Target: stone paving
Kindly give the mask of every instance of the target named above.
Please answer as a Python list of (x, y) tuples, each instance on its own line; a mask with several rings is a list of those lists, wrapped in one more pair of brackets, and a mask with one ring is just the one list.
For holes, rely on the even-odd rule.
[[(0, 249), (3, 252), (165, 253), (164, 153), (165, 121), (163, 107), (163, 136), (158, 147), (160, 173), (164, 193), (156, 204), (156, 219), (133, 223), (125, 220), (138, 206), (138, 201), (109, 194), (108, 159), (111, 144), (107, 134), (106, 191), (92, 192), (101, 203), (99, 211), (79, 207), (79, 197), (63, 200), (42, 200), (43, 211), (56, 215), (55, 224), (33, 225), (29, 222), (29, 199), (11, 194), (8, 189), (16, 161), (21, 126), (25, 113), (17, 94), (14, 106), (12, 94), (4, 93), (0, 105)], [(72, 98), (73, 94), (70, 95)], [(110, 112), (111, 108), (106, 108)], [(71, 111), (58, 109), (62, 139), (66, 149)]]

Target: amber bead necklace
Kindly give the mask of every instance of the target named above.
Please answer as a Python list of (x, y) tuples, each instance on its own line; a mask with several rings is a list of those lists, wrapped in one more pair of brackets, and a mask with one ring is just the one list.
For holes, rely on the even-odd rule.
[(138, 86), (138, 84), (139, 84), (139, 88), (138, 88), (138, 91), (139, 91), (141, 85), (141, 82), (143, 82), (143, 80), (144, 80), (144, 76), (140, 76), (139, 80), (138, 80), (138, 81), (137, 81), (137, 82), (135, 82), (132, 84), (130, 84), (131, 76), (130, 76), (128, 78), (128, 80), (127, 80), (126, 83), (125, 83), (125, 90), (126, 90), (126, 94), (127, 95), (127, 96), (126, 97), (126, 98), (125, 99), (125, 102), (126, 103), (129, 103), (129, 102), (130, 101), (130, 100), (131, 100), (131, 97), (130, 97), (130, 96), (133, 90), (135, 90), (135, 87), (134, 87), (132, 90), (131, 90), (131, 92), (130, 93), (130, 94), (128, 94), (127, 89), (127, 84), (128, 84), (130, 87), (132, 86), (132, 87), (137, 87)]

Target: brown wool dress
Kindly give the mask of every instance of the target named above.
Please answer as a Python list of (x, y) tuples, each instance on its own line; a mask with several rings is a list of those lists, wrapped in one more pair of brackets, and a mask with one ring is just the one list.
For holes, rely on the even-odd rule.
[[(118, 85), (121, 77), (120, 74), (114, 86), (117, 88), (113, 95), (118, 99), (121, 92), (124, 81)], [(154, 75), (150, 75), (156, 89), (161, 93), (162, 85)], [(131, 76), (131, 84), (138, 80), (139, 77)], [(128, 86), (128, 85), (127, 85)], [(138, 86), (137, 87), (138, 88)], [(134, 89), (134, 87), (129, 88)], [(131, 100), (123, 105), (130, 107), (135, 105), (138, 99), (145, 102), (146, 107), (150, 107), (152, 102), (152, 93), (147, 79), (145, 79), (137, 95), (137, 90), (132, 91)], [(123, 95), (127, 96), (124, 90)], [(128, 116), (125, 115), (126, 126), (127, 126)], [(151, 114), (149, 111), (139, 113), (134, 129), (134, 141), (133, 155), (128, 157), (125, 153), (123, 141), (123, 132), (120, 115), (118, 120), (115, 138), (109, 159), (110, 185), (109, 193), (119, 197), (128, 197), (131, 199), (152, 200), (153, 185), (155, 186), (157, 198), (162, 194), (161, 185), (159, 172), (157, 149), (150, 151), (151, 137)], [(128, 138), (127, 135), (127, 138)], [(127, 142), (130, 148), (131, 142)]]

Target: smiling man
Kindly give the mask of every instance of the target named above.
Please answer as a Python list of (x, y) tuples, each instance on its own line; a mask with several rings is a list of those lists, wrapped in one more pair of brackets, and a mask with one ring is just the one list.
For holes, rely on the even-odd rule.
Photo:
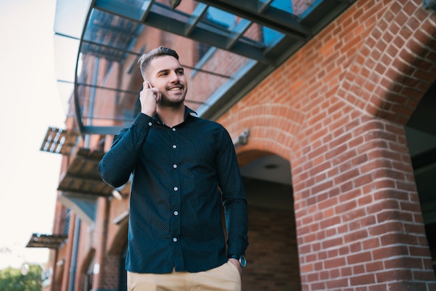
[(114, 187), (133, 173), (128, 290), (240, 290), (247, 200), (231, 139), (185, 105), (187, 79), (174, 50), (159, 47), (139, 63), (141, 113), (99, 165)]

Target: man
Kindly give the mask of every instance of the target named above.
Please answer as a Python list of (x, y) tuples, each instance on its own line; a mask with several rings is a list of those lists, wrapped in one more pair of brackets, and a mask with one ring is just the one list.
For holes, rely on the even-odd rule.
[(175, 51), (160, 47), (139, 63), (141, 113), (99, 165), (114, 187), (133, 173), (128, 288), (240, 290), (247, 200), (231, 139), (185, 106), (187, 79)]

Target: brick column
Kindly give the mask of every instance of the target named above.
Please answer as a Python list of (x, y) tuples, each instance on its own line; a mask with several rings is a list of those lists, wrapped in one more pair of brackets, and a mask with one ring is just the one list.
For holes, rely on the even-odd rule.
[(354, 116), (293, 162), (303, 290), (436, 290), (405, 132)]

==

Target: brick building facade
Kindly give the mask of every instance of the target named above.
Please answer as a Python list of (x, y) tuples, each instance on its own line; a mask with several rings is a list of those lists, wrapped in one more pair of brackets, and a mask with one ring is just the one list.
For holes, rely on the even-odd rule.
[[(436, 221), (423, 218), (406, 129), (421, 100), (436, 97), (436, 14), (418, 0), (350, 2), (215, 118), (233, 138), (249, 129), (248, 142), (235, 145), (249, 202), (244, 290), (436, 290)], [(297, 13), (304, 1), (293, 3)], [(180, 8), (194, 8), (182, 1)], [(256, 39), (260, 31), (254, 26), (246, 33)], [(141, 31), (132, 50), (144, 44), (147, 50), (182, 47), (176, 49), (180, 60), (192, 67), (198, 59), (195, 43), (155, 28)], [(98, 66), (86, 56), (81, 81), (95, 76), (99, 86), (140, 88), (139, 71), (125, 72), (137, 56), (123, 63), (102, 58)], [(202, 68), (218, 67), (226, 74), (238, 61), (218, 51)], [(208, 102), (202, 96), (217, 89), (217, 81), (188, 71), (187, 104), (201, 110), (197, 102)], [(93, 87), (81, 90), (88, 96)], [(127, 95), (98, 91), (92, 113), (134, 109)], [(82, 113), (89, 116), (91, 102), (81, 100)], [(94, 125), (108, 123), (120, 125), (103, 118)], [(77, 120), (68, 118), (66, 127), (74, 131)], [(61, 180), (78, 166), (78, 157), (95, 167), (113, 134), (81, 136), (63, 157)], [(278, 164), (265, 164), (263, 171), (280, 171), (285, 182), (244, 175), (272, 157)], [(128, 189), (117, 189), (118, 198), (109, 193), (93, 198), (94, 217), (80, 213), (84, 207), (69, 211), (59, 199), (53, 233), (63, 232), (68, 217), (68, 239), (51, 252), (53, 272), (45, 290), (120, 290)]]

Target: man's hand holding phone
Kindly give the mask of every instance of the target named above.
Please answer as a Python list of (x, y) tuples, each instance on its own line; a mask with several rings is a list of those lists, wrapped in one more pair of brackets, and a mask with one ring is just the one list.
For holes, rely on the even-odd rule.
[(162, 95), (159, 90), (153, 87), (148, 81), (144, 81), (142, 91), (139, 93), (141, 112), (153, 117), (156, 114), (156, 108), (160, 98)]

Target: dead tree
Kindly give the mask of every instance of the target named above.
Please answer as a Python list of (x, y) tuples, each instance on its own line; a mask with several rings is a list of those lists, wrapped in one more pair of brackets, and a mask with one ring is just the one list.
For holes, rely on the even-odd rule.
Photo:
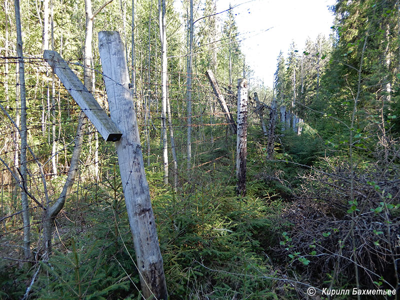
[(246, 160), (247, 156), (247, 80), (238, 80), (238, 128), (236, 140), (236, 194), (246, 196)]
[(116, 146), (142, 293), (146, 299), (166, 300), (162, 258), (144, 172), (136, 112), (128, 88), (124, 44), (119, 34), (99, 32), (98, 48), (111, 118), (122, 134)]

* * *

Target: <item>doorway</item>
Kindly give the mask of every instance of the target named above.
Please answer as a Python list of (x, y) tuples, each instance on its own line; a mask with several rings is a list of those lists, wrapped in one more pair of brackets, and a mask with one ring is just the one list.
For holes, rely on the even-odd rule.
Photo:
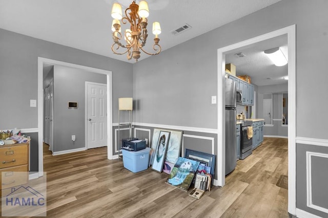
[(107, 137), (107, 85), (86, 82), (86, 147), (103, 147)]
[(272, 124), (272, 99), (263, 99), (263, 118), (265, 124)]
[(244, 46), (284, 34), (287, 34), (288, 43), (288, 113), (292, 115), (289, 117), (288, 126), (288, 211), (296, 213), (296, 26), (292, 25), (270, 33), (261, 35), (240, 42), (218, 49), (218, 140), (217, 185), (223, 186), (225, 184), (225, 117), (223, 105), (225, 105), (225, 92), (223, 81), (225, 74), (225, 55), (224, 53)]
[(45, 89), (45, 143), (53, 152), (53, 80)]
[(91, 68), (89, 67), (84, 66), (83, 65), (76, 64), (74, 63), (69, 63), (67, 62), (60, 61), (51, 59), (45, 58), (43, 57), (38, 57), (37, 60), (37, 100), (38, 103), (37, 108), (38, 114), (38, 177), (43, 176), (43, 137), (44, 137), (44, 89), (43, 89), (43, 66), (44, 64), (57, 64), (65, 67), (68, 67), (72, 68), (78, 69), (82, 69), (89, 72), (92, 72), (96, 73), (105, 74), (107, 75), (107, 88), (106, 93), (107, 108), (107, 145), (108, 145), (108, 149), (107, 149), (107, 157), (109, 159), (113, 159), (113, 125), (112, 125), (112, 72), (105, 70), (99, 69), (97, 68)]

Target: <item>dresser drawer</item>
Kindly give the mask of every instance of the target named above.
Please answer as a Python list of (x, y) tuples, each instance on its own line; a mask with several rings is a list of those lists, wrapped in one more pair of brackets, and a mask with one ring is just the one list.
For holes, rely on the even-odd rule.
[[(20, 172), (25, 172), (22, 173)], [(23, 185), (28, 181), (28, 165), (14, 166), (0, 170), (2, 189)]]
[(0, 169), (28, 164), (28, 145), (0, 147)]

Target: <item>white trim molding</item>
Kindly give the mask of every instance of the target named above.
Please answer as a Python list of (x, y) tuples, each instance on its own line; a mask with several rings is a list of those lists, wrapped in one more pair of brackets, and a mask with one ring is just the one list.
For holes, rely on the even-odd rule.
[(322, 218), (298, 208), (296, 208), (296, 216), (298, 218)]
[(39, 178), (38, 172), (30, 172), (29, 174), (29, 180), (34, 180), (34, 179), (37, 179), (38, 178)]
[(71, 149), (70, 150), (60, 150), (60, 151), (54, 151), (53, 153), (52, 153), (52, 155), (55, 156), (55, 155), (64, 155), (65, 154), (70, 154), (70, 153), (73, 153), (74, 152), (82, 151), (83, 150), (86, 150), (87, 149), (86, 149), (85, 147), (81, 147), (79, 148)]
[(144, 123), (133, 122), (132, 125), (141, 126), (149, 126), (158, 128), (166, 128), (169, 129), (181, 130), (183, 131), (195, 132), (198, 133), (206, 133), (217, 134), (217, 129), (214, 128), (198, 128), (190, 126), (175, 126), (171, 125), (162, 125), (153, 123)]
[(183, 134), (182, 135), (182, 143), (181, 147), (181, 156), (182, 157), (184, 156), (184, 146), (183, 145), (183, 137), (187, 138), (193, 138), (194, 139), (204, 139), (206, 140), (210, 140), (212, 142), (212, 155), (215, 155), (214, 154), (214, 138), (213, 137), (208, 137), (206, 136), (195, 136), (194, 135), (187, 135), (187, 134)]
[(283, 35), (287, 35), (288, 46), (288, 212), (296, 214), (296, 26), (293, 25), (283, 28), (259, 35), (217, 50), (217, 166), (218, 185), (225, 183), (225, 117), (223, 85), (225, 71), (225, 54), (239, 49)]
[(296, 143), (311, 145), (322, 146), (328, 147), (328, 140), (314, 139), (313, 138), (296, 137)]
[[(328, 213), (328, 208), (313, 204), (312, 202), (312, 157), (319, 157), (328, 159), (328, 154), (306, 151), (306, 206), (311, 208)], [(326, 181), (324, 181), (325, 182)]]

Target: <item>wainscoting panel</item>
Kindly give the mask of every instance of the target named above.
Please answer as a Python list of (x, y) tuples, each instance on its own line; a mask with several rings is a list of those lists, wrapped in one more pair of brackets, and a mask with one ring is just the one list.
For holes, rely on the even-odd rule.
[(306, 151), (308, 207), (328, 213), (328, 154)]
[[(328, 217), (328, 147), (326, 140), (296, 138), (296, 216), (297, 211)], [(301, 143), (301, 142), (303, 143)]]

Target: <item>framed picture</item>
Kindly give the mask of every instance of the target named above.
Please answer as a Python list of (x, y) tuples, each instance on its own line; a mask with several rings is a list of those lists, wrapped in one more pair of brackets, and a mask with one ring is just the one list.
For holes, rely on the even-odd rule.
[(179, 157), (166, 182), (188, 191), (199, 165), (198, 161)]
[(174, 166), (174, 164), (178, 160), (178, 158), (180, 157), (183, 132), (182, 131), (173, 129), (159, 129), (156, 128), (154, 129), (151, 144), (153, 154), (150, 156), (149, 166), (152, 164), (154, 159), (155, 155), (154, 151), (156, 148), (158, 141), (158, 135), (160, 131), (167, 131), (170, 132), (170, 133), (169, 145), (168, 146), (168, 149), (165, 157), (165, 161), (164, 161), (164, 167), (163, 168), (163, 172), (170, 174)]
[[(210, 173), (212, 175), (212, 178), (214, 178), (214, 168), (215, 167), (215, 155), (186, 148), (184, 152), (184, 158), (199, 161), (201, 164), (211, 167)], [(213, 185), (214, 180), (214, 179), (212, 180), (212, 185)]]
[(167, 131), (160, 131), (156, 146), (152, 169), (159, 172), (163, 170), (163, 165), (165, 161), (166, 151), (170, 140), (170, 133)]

Short exercise:
Copy out the material word for word, from the line containing "Target: <item>framed picture</item>" through the line containing "172), (170, 174)]".

Answer to this task:
Target: <item>framed picture</item>
Kindly give the mask of every instance of the target named above.
Please answer as a Python list of (x, y) tuples, each instance on its own line; a mask with several rings is a list of those lists, wrapped in one more pair of brackets, and a mask with one ring is just the one list.
For holes, rely on the even-odd rule.
[(179, 157), (166, 182), (188, 191), (199, 165), (198, 161)]
[(174, 166), (174, 164), (178, 160), (178, 158), (180, 157), (183, 132), (182, 131), (173, 129), (159, 129), (156, 128), (154, 129), (151, 144), (153, 154), (150, 156), (149, 166), (152, 164), (154, 159), (155, 155), (154, 151), (156, 148), (158, 141), (158, 135), (160, 131), (167, 131), (170, 132), (170, 133), (169, 145), (168, 146), (168, 149), (165, 157), (165, 161), (164, 161), (164, 167), (163, 168), (163, 172), (170, 174)]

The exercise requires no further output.